╭─ DATA SUPPLIED

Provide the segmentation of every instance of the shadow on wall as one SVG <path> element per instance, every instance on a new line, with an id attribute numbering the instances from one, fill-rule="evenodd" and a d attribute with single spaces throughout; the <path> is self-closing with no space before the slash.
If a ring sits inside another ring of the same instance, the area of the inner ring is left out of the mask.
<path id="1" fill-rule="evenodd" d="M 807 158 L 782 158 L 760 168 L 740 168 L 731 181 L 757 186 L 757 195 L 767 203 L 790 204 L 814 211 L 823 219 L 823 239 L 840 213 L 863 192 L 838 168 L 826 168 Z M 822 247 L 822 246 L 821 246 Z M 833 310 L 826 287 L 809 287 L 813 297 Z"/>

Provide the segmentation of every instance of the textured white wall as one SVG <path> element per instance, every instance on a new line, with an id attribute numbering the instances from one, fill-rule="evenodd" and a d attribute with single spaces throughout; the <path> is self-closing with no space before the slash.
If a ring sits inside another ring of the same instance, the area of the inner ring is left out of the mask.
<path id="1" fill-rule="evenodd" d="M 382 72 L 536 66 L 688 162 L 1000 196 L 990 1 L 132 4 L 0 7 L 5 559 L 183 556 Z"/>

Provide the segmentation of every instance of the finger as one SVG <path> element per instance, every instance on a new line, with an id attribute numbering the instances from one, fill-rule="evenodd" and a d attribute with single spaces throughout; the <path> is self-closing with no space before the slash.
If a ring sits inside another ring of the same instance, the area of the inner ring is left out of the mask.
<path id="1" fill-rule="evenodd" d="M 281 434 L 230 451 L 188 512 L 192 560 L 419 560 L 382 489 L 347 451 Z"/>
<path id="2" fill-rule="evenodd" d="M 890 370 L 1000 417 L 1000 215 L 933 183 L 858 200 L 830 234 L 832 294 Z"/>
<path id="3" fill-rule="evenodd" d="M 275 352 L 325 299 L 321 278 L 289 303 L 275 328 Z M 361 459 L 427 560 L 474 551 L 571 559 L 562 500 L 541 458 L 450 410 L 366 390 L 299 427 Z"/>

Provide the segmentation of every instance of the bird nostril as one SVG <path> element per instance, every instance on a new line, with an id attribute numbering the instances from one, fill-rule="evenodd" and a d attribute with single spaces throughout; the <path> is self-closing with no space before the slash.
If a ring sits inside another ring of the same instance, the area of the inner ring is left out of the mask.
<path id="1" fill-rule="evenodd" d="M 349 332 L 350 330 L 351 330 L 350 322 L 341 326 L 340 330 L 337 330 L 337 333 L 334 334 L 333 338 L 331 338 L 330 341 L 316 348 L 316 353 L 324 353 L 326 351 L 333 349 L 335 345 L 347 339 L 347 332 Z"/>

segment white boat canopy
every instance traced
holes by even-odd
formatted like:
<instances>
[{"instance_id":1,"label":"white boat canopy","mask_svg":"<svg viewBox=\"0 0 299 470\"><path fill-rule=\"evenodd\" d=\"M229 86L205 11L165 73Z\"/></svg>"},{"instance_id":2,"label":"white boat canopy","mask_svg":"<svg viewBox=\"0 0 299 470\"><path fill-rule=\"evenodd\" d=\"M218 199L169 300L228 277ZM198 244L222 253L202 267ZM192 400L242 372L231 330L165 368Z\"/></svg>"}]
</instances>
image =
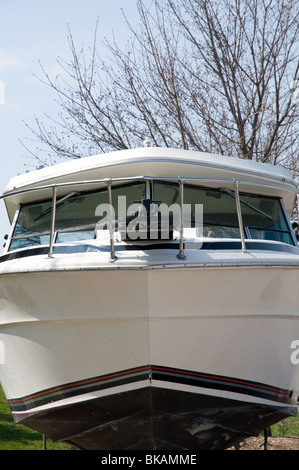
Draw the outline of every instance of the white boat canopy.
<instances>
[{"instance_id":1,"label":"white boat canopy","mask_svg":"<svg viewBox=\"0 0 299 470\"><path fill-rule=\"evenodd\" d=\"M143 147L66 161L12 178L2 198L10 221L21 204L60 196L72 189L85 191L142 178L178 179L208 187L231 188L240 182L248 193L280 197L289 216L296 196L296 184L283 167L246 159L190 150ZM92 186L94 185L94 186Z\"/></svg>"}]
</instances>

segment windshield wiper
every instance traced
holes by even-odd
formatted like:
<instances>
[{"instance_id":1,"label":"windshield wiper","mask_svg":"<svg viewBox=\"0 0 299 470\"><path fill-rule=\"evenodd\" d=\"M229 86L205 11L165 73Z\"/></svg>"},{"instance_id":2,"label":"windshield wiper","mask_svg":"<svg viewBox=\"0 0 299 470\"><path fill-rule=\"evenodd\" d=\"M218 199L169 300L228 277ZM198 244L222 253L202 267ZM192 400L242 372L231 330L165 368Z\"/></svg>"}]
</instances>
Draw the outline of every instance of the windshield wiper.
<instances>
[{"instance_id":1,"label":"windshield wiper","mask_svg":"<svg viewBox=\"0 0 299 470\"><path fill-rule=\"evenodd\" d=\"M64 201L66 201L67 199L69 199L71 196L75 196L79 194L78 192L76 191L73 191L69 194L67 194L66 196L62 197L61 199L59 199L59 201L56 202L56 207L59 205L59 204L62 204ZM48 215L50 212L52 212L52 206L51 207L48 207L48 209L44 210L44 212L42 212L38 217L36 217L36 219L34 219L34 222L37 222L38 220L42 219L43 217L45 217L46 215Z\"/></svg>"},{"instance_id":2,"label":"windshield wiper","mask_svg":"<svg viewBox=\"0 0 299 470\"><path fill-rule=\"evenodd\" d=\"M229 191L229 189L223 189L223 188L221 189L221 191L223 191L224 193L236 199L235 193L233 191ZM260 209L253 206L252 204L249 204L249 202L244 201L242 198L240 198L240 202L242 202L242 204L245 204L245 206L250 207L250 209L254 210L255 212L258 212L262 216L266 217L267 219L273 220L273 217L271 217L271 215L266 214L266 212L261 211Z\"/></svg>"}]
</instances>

╰─
╭─ DATA SUPPLIED

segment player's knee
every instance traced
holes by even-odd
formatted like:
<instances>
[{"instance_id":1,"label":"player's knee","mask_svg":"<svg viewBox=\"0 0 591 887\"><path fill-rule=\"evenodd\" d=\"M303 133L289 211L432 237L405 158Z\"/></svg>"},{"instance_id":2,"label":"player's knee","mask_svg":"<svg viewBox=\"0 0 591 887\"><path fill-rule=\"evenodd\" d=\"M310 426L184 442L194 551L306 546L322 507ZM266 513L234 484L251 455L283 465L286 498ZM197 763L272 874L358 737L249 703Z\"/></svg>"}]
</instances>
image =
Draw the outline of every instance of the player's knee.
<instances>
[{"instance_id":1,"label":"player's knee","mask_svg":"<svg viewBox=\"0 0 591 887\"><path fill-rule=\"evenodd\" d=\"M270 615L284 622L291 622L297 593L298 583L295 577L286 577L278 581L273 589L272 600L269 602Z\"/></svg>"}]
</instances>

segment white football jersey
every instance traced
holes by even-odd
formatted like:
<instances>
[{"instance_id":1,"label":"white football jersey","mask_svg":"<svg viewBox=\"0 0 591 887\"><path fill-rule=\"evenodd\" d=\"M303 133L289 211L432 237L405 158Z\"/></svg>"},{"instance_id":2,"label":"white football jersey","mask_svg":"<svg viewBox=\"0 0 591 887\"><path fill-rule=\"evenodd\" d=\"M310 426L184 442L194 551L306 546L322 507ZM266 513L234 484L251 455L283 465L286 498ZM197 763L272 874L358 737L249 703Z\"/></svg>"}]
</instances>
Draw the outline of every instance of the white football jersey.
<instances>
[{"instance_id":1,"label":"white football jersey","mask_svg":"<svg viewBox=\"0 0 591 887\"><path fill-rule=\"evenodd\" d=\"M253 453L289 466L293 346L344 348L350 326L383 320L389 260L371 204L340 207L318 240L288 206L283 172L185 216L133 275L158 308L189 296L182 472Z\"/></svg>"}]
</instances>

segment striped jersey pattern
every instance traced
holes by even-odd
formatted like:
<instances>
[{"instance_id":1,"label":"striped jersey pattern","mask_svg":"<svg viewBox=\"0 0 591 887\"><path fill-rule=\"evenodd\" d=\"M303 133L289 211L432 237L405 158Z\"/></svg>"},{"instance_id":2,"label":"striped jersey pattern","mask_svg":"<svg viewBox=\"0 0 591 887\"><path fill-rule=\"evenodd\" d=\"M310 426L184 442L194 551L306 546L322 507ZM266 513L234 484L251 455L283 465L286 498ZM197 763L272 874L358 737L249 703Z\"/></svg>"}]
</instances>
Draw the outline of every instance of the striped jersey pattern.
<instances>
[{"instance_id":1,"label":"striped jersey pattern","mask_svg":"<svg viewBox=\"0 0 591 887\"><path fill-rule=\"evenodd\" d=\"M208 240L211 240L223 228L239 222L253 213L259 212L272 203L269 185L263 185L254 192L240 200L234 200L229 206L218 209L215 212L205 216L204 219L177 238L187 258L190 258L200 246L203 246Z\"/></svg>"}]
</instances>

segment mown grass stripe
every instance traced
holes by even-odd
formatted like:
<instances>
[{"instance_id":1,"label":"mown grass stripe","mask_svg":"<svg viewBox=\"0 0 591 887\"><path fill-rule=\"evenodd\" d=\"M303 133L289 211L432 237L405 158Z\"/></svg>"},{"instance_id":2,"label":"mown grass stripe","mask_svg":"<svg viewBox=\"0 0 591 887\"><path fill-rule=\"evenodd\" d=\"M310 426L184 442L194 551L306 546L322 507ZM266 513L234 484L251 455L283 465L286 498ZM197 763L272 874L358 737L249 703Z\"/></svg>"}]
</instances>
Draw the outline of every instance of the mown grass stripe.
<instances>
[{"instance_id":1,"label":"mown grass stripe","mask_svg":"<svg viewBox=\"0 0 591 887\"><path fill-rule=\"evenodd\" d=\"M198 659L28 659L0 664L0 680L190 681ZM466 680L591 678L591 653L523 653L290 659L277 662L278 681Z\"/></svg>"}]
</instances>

╰─

### EXERCISE
Lines containing the string "wall" are the ones to copy from the entries above.

### TASK RESPONSE
Provide the segmentation of every instance of the shadow on wall as one SVG <path> element per instance, every instance on a new line, with an id attribute numbering the instances from one, fill-rule="evenodd" and a d attribute with single spaces throughout; the <path> is self-closing with no space before the slash.
Provide the segmentation of every instance of the textured white wall as one SVG <path> element per instance, every instance on a new line, with an id attribute numbering the instances from one, fill-rule="evenodd" and a d attribute with single spaces throughout; the <path> is self-closing with no space before the slash.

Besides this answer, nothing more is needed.